Available data section start
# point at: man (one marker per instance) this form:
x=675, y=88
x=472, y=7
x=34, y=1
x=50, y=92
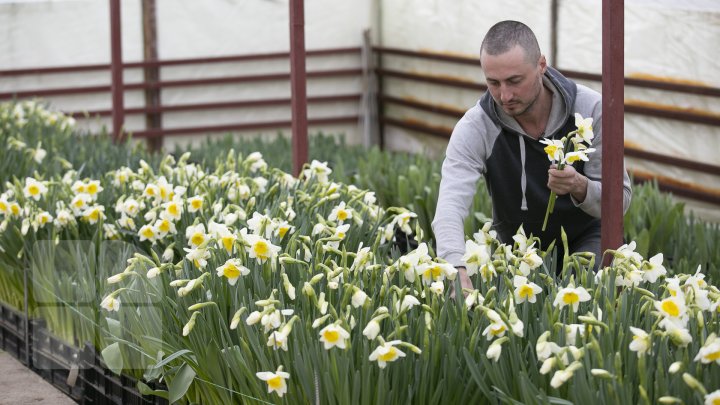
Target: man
x=499, y=138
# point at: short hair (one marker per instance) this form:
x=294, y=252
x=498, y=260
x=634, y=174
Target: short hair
x=504, y=35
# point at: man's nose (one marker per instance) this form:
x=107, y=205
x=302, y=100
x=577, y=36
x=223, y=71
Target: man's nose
x=505, y=94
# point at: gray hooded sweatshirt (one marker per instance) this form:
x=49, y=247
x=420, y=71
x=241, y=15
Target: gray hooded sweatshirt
x=488, y=142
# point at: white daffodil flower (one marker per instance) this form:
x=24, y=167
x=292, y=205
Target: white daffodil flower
x=110, y=303
x=641, y=341
x=232, y=270
x=260, y=248
x=653, y=268
x=386, y=353
x=571, y=296
x=524, y=290
x=34, y=189
x=275, y=381
x=475, y=257
x=713, y=398
x=195, y=235
x=340, y=213
x=572, y=157
x=674, y=309
x=333, y=335
x=553, y=149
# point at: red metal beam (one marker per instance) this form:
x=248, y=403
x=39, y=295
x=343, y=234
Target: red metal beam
x=298, y=85
x=350, y=119
x=613, y=90
x=177, y=83
x=216, y=106
x=629, y=81
x=116, y=69
x=175, y=62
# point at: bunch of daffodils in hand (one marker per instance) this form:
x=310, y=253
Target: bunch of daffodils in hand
x=568, y=150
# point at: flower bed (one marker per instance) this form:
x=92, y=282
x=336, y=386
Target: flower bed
x=243, y=282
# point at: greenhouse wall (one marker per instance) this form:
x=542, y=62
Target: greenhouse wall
x=666, y=40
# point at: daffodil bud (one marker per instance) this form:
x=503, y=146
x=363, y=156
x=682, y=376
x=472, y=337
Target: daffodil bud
x=253, y=318
x=236, y=318
x=191, y=323
x=675, y=367
x=318, y=322
x=693, y=383
x=308, y=290
x=602, y=373
x=289, y=288
x=316, y=278
x=200, y=305
x=168, y=253
x=359, y=298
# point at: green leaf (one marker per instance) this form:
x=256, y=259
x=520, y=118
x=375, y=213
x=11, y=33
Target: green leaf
x=171, y=357
x=145, y=390
x=113, y=358
x=181, y=382
x=114, y=327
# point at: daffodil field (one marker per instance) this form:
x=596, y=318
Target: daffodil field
x=227, y=280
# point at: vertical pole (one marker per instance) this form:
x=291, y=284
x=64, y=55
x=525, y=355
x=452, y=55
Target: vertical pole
x=116, y=70
x=380, y=105
x=554, y=11
x=153, y=120
x=369, y=117
x=298, y=83
x=613, y=76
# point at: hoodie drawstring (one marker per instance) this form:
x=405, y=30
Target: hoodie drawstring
x=523, y=177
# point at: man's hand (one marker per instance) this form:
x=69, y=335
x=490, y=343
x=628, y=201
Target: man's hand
x=566, y=181
x=464, y=282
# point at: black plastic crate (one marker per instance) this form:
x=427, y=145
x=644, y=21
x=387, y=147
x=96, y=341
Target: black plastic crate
x=102, y=386
x=12, y=333
x=57, y=362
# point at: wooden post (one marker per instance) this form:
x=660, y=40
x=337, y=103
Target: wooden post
x=153, y=120
x=554, y=12
x=116, y=71
x=613, y=77
x=298, y=84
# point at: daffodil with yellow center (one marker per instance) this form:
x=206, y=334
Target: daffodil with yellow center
x=386, y=353
x=94, y=214
x=34, y=189
x=195, y=203
x=524, y=290
x=275, y=381
x=334, y=335
x=232, y=270
x=147, y=232
x=553, y=148
x=672, y=307
x=260, y=248
x=15, y=209
x=571, y=296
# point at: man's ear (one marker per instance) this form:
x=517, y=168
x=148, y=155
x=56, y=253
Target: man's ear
x=543, y=64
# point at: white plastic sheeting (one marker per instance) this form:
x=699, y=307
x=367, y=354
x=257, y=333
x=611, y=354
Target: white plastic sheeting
x=670, y=40
x=76, y=32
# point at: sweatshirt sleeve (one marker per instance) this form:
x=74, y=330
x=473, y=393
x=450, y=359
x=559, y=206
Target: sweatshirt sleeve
x=461, y=169
x=593, y=168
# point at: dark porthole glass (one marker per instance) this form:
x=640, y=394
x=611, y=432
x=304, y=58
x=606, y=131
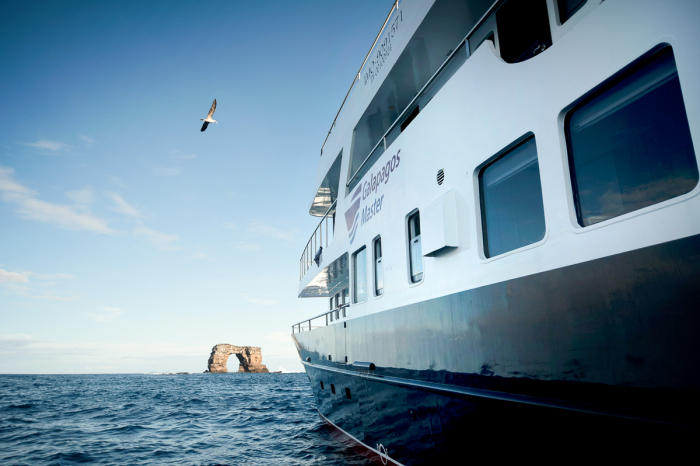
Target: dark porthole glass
x=511, y=200
x=629, y=144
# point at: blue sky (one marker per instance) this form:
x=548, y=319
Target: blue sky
x=129, y=240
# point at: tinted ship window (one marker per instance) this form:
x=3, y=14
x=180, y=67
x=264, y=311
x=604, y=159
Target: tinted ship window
x=378, y=268
x=511, y=200
x=414, y=248
x=359, y=265
x=523, y=29
x=567, y=8
x=629, y=143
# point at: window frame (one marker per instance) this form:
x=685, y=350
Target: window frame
x=353, y=281
x=409, y=266
x=478, y=206
x=377, y=239
x=589, y=95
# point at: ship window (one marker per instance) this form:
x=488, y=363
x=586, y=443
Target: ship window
x=629, y=143
x=378, y=268
x=414, y=248
x=567, y=8
x=359, y=265
x=523, y=29
x=512, y=213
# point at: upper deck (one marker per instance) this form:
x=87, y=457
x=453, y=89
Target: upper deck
Available data section end
### Goal of the exercise
Word for word, set down each record shown above, omitting the pictures.

### Response for this exercise
# point at: man (one marker per instance) this form:
x=675, y=88
x=472, y=7
x=34, y=1
x=50, y=92
Target: man
x=499, y=138
# point at: short hair (one marker per instance) this form:
x=294, y=252
x=498, y=260
x=634, y=174
Target: short hair
x=504, y=35
# point at: man's nose (one marker per instance) this form:
x=107, y=205
x=302, y=100
x=577, y=36
x=223, y=71
Target: man's nose
x=505, y=94
# point at: gray hooded sweatshirt (one marker per instance) this form:
x=49, y=247
x=420, y=71
x=241, y=15
Target: gray hooded sweatshirt
x=488, y=142
# point at: white daffodil flower (one marker per instance) this form:
x=24, y=167
x=292, y=205
Target: white daffodil flower
x=110, y=303
x=641, y=341
x=232, y=270
x=260, y=248
x=653, y=268
x=386, y=353
x=571, y=296
x=524, y=290
x=34, y=189
x=275, y=381
x=475, y=257
x=713, y=398
x=195, y=235
x=340, y=213
x=572, y=157
x=674, y=309
x=333, y=335
x=553, y=149
# point at: red metal beam (one marker per instance) this form:
x=248, y=403
x=39, y=295
x=343, y=234
Target: red metal beam
x=298, y=85
x=350, y=119
x=613, y=90
x=177, y=83
x=216, y=106
x=629, y=81
x=116, y=69
x=175, y=62
# point at: bunch of daffodils in hand (one marker per instance) this form:
x=310, y=253
Target: bunch of daffodils in hand
x=568, y=150
# point at: flower bed (one marker per instance) this form:
x=92, y=282
x=336, y=386
Target: flower bed
x=243, y=282
# point at: greenhouse wall (one marker per instance) this form:
x=542, y=62
Target: greenhouse wall
x=666, y=40
# point at: daffodil bud (one marker per instance) this form:
x=503, y=146
x=363, y=156
x=682, y=376
x=472, y=337
Target: daffodil bud
x=253, y=318
x=236, y=318
x=191, y=323
x=675, y=367
x=318, y=322
x=693, y=383
x=308, y=290
x=602, y=373
x=289, y=288
x=316, y=278
x=200, y=305
x=168, y=253
x=359, y=298
# point at: green leaf (one marker per instance) this form:
x=256, y=259
x=520, y=118
x=375, y=213
x=11, y=33
Target: green leaf
x=171, y=357
x=145, y=390
x=113, y=358
x=181, y=382
x=114, y=327
# point at: daffodil field (one marker per instance) this form:
x=596, y=318
Target: daffodil field
x=227, y=280
# point at: vertical pole (one marker per instance) this form:
x=291, y=284
x=64, y=55
x=525, y=355
x=452, y=55
Target: vertical pole
x=116, y=70
x=380, y=105
x=554, y=11
x=153, y=120
x=369, y=117
x=298, y=83
x=613, y=76
# point at: hoodie drawstring (one marker per instance) this form:
x=405, y=30
Target: hoodie drawstring
x=523, y=177
# point at: man's hand (one marker per instance) this form:
x=69, y=335
x=490, y=343
x=628, y=201
Target: man's hand
x=566, y=181
x=464, y=282
# point at: black plastic crate (one marker per instance) this form:
x=427, y=145
x=644, y=21
x=387, y=147
x=96, y=341
Target: black plastic crate
x=102, y=386
x=12, y=333
x=57, y=362
# point at: wooden post (one marker per instance) this form:
x=660, y=40
x=337, y=103
Target: wooden post
x=153, y=120
x=554, y=12
x=116, y=71
x=613, y=77
x=298, y=84
# point at: daffodil with yellow center (one marker per instance) this form:
x=206, y=334
Target: daffodil with yellow center
x=386, y=353
x=94, y=214
x=34, y=189
x=195, y=203
x=524, y=290
x=275, y=381
x=334, y=335
x=232, y=270
x=147, y=232
x=553, y=148
x=672, y=307
x=260, y=248
x=15, y=209
x=571, y=296
# point at: man's ear (one marker per instance) this form:
x=517, y=168
x=148, y=155
x=56, y=253
Target: man's ear
x=543, y=64
# point at: white plastic sheeting (one marker per instance) this form:
x=699, y=307
x=367, y=354
x=257, y=333
x=611, y=354
Target: white plastic sheeting
x=670, y=40
x=76, y=32
# point at: sweatshirt sleeve (one marker per instance) this form:
x=74, y=330
x=473, y=393
x=450, y=359
x=559, y=206
Target: sweatshirt sleeve
x=461, y=169
x=593, y=168
# point at: dark porthole glass (one marker per instance) this form:
x=640, y=394
x=611, y=432
x=304, y=58
x=606, y=131
Target: dark porthole glass
x=511, y=200
x=629, y=144
# point at: blue sky (one marker per instance) this form:
x=548, y=319
Target: blue sky
x=129, y=240
# point at: tinted ship window (one marker per instance) this form:
x=3, y=14
x=180, y=67
x=264, y=311
x=604, y=159
Target: tinted ship window
x=378, y=268
x=511, y=200
x=414, y=248
x=359, y=265
x=523, y=29
x=567, y=8
x=629, y=143
# point at: window frame (one marker per instance) this form:
x=685, y=350
Target: window frame
x=353, y=281
x=409, y=266
x=478, y=206
x=377, y=239
x=589, y=95
# point at: ship window (one marker per instance) this form:
x=488, y=363
x=586, y=443
Target: ship window
x=629, y=143
x=378, y=268
x=414, y=248
x=567, y=8
x=359, y=265
x=523, y=29
x=512, y=213
# point at: upper deck (one marker per instance) this form:
x=87, y=457
x=453, y=89
Target: upper deck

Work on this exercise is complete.